Task instructions: Report each line of the entries below that contains the word "white", copying the whole line. Case counts when matching.

Records:
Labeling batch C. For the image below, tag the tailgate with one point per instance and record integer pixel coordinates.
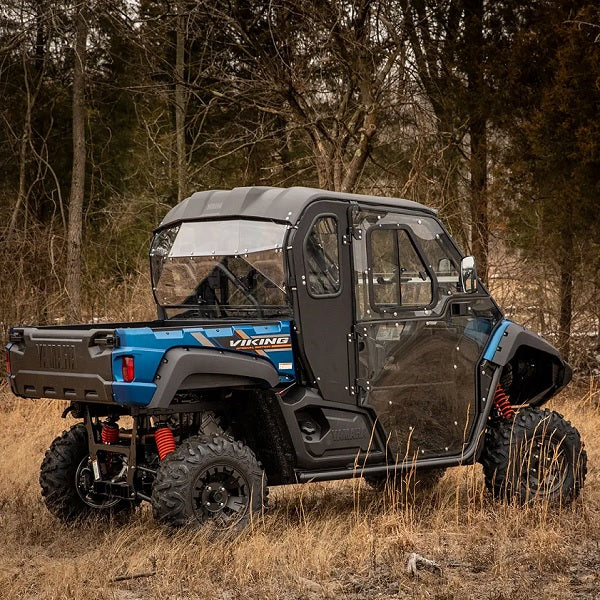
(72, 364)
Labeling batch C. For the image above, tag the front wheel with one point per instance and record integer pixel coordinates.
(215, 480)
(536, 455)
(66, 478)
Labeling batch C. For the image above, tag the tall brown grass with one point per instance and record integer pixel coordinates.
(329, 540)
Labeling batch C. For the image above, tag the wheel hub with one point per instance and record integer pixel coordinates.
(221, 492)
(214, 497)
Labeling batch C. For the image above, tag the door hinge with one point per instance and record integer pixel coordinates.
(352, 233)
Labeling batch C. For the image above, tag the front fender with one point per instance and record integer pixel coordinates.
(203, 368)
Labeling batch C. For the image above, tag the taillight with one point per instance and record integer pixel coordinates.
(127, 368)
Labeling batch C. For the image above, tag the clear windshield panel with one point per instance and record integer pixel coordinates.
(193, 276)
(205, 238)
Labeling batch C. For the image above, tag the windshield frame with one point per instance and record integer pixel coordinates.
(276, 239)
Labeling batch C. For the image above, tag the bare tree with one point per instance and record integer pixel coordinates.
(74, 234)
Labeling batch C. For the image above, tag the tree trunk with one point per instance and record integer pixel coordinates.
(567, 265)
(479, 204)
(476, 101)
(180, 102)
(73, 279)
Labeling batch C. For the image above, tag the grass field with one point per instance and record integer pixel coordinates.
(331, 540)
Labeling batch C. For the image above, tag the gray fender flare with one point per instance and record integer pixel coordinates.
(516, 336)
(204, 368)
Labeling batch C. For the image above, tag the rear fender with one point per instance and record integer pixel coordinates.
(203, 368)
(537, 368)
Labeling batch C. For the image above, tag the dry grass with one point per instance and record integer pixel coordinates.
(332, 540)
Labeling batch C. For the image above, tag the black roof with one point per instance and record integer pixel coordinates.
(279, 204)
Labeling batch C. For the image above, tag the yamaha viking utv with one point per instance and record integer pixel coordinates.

--

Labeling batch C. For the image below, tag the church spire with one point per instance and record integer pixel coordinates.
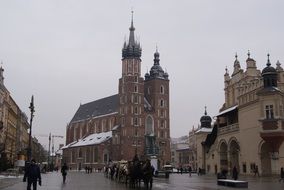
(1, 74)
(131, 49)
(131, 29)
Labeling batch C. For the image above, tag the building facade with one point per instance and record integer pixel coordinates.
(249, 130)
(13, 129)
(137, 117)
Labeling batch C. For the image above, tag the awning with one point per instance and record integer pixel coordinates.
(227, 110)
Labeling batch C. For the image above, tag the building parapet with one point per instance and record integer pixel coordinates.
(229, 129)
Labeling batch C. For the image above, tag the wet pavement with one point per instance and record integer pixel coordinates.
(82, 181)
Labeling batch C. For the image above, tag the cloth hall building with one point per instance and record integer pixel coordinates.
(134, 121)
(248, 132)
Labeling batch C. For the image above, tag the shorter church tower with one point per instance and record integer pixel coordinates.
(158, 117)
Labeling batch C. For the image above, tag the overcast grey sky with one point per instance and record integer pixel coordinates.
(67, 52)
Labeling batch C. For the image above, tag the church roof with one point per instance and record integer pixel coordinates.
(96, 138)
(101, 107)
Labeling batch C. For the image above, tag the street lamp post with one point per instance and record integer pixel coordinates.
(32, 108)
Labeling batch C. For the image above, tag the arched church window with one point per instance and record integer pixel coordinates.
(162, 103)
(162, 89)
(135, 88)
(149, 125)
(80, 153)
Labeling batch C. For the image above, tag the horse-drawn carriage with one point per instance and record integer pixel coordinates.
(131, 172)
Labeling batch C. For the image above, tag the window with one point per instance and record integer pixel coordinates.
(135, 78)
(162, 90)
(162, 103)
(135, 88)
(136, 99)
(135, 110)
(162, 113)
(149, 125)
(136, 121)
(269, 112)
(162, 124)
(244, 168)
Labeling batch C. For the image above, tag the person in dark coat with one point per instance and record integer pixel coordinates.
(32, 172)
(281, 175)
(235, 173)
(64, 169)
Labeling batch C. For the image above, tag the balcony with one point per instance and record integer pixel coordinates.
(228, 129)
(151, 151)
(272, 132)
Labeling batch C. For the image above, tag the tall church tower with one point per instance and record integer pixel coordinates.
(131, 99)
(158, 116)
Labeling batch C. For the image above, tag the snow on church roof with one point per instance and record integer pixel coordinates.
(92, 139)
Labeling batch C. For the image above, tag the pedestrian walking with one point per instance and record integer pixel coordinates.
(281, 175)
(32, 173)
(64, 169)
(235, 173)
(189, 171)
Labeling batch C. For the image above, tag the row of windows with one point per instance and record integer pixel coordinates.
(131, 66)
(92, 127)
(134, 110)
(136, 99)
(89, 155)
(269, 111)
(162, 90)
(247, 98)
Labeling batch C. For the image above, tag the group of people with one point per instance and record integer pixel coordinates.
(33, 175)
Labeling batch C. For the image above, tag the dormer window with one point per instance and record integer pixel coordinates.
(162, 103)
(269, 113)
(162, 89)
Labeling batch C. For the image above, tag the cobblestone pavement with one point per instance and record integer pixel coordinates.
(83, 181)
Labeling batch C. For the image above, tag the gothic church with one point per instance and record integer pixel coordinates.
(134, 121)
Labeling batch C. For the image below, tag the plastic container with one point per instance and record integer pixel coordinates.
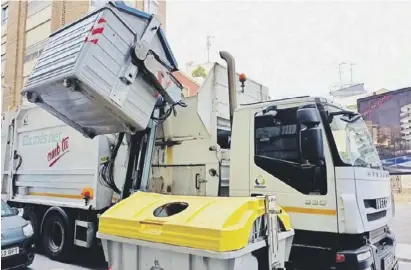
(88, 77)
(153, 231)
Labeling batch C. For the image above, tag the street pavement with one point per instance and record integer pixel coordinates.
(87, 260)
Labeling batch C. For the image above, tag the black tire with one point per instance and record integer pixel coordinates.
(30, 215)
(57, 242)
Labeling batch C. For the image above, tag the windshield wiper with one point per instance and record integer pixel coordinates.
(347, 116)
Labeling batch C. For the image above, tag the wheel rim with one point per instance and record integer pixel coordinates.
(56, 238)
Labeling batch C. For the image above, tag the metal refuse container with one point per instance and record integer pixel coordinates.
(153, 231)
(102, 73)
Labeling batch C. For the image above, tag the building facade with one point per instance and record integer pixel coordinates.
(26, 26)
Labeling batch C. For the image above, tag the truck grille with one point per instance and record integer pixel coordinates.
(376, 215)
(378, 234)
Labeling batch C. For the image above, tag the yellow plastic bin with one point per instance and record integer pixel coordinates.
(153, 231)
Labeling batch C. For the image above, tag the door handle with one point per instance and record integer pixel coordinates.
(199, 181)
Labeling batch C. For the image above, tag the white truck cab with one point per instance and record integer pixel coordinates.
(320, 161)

...

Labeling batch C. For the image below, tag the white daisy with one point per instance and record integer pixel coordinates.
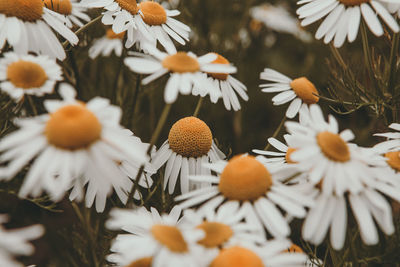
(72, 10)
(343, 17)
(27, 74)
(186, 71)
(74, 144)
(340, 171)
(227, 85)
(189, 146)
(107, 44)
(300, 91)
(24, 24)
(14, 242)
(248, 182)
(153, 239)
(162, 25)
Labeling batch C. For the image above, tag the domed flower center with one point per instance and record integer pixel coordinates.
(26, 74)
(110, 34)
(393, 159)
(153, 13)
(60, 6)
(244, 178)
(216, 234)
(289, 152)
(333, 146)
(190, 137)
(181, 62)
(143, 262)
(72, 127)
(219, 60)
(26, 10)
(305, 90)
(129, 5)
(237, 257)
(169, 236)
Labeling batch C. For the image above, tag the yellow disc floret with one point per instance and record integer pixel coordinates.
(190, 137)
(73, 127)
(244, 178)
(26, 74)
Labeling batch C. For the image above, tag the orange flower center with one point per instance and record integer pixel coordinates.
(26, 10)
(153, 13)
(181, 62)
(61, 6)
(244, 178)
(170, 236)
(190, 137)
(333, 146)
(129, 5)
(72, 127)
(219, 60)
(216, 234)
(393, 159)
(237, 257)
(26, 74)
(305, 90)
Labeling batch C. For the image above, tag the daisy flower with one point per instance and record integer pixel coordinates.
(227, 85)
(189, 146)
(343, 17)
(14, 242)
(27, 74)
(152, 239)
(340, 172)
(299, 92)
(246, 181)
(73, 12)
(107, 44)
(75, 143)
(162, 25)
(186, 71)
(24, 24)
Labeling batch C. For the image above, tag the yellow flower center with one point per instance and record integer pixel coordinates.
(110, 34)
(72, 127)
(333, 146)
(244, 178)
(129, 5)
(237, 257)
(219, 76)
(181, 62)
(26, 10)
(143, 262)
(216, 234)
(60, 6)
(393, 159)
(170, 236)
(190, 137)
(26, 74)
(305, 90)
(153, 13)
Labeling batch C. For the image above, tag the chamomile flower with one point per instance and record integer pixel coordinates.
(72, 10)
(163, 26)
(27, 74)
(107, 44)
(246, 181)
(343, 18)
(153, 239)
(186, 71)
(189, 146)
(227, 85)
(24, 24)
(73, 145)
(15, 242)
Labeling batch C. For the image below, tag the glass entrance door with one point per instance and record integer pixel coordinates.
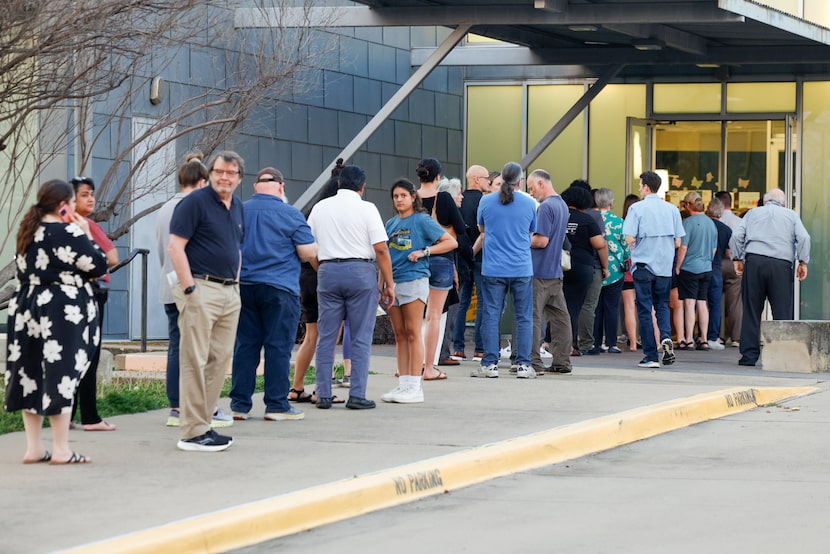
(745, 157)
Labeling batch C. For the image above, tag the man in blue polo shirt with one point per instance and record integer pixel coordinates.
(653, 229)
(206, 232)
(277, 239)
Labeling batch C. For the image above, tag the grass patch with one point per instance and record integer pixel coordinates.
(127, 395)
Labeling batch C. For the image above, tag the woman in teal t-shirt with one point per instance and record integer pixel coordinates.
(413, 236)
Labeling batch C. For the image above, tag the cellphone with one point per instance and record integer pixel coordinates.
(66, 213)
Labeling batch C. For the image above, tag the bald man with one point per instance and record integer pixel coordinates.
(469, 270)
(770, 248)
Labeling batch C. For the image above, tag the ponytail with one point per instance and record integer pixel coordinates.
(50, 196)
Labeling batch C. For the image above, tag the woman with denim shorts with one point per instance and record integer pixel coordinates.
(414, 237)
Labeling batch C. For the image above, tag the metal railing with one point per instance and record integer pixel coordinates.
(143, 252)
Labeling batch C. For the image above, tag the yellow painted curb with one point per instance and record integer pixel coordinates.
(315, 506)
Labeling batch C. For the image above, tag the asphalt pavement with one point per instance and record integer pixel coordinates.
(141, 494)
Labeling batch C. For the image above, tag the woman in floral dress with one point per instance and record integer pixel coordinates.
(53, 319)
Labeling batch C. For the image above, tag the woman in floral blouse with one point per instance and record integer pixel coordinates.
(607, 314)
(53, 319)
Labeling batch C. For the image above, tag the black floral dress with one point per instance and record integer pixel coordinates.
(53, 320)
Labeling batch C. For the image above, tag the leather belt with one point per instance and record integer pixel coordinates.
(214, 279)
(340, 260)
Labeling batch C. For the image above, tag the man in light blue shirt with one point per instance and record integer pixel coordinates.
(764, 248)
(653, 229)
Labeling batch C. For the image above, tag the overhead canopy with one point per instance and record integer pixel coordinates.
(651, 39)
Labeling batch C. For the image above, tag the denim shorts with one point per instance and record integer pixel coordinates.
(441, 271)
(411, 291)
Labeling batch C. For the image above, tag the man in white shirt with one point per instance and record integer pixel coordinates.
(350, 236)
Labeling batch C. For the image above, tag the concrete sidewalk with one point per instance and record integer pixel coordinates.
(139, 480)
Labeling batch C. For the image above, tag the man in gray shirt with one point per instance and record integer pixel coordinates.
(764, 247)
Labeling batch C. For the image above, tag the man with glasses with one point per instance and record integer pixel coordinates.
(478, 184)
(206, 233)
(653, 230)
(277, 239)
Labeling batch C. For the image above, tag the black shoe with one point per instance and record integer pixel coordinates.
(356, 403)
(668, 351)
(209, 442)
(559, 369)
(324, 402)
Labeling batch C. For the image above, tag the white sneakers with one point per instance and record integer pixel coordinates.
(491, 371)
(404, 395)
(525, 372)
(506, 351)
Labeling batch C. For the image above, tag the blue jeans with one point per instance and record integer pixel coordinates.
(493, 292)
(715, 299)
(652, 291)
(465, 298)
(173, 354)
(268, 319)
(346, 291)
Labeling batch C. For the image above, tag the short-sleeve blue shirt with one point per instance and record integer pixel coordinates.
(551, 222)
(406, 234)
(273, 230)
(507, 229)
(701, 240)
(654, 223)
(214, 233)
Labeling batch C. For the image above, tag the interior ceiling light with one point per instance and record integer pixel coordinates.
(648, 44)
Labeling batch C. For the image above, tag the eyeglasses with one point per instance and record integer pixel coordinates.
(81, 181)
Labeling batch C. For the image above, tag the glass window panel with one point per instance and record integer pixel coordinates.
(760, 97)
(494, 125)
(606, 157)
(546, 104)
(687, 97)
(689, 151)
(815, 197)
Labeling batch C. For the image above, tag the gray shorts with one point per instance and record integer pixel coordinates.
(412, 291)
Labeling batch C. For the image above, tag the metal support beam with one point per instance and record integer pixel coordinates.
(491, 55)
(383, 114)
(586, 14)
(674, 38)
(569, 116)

Correct response:
Labeling batch C. For the image above, tag the white truck cab with one point per instance and record integer pixel coordinates.
Labeling batch C. For the image below, tag the white daisy with one point per instance and record integer pixel coordinates.
Labeling batch C. For the image above, tag the man in white shirt with one point per instance and record integer pixel coordinates.
Labeling batch C. For the image above, tag the white sneakers with one point per instance and record integer pixel coordinates.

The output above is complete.